## INFORMATION PROVIDED
------------------------------------
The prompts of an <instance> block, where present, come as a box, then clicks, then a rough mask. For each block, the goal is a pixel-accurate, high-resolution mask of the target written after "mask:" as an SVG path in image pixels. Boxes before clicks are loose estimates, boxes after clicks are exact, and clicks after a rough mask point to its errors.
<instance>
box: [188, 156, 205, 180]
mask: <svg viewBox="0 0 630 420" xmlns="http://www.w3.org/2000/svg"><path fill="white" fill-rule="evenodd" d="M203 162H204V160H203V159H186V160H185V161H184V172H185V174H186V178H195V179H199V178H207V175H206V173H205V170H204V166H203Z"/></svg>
------------------------------------
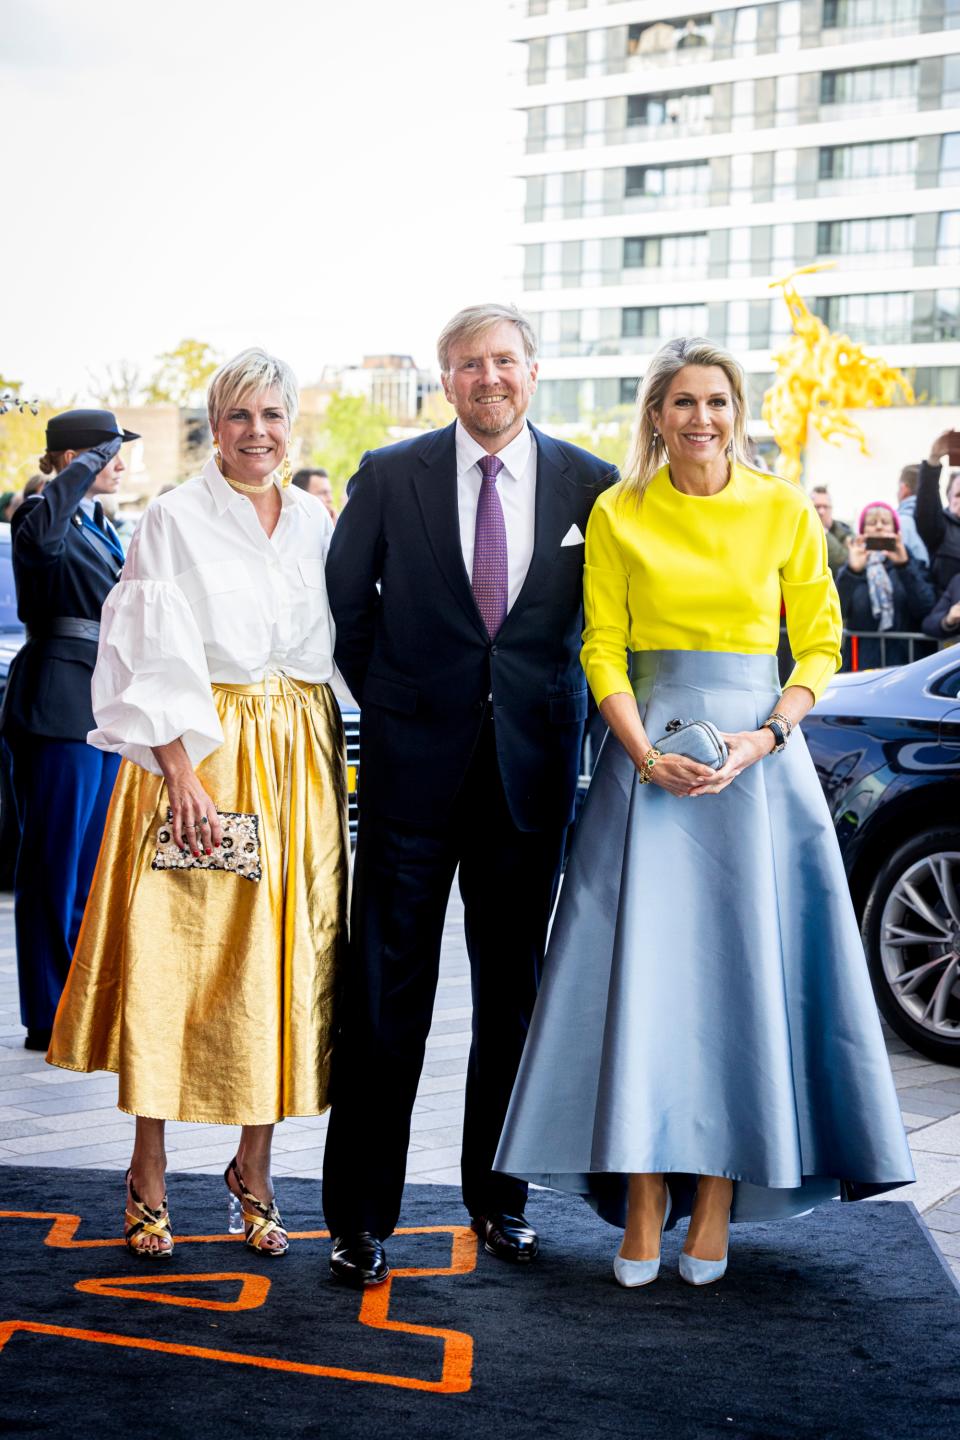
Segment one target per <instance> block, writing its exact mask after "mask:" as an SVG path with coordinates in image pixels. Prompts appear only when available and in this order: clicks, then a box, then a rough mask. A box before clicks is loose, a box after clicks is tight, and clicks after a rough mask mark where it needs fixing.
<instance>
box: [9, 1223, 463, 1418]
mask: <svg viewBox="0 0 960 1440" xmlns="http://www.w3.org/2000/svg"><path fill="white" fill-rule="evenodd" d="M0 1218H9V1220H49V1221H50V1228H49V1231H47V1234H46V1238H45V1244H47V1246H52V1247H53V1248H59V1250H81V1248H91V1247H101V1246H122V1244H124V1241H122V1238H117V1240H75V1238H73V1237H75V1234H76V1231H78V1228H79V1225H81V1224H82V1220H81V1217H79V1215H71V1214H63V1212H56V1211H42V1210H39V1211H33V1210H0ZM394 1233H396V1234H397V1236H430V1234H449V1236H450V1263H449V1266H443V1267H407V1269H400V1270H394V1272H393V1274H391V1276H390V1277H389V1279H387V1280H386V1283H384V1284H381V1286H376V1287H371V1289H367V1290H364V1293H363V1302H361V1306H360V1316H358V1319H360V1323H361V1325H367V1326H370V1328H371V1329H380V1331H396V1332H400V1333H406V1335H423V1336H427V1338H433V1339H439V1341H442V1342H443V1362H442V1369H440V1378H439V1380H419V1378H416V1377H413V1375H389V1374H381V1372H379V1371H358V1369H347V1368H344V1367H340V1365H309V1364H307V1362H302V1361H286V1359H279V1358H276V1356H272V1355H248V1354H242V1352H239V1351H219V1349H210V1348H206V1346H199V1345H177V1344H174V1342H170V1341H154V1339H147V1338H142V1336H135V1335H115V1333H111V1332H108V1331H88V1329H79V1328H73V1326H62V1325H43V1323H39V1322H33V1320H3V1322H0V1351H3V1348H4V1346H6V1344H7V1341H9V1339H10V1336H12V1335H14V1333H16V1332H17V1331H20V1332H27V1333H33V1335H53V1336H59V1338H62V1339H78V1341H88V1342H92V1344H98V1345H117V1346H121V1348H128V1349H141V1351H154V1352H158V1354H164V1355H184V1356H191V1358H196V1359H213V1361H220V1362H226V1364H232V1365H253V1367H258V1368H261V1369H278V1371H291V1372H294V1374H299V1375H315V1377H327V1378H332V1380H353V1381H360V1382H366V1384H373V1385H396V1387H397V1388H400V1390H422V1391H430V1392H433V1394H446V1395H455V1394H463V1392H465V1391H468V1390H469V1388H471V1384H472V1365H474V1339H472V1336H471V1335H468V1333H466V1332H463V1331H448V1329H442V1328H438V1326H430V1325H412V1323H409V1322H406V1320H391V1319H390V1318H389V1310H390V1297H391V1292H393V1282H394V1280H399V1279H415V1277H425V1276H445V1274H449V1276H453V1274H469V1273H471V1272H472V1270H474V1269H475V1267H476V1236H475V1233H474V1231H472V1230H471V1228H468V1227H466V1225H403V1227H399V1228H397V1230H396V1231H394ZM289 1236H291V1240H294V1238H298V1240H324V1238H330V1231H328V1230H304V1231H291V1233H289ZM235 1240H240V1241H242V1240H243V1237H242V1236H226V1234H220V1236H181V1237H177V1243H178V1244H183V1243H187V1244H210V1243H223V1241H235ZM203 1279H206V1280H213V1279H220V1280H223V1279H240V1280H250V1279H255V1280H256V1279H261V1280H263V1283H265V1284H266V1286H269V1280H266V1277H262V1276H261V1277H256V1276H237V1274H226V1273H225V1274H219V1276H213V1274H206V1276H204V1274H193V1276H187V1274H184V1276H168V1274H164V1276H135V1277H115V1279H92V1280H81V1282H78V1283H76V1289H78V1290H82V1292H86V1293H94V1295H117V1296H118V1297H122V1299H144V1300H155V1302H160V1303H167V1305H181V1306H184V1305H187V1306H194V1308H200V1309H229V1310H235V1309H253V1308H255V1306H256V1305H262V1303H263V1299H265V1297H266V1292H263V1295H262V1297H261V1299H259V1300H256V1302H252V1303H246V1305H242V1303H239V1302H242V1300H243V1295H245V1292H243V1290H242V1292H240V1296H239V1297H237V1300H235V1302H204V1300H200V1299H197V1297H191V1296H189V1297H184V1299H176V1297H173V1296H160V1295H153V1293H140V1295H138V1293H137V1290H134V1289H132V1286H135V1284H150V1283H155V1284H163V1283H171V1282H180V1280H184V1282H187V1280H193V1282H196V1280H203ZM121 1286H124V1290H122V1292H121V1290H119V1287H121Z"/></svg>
------------------------------------
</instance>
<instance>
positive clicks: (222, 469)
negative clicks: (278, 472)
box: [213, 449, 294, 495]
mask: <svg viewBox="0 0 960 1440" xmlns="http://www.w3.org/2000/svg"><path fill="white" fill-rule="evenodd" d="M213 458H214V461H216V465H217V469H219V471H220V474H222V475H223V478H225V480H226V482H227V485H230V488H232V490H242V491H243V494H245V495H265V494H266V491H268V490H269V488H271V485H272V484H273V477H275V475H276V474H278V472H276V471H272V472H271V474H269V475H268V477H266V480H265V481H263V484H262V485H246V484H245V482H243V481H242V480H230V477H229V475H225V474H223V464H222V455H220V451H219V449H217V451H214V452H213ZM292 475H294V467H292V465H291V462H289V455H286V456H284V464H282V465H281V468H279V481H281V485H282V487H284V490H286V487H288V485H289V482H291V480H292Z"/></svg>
------------------------------------
## DESCRIPTION OF THE TASK
Could you write out the lines from the one with "</instance>" to the one with "box: [213, 449, 294, 495]" again, swapping "negative" for "excluded" and changing nothing else?

## WRITTEN RESPONSE
</instance>
<instance>
positive clicks: (222, 469)
excluded clicks: (278, 472)
box: [213, 449, 294, 495]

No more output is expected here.